Some records:

==============================

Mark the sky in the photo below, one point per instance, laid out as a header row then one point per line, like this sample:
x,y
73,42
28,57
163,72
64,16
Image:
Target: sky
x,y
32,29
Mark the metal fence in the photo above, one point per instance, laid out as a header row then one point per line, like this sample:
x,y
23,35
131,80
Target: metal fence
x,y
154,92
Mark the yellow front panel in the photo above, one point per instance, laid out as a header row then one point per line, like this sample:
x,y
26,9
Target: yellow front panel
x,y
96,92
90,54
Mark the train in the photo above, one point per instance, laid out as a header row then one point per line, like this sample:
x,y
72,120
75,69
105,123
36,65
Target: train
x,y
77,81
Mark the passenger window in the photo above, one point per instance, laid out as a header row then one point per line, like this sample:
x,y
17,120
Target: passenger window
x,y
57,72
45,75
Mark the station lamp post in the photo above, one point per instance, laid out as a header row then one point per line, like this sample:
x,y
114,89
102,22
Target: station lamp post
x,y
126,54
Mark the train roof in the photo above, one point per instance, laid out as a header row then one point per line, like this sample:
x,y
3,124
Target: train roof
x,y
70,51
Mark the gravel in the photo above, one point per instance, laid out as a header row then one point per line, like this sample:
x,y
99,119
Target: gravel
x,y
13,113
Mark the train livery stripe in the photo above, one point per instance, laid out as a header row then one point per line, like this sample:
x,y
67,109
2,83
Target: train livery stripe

==============================

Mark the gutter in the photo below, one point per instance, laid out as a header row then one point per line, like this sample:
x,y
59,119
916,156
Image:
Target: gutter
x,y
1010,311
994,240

==============================

GIVEN INSTRUCTION.
Copy out the lines between the one holding "Mark the train roof" and the one holding "Target: train livery stripe", inclusive, offsetting every coordinate in the answers by 42 and leaving all other lines unchanged.

EXERCISE RESULT.
Mark the train roof in the photo above, one point per instance, laid out as a header row then one point per line, like this sample:
x,y
3,124
Target: train roof
x,y
112,93
Mark the gravel in the photo above, one point per instance, laid out as a header row then one point per line, like this sample:
x,y
99,119
Target: gravel
x,y
55,155
Mark the train livery stripe in the photo above, one point per instance, laid out as a header row then one point per line, like this sample:
x,y
67,109
2,83
Target: train livery stripe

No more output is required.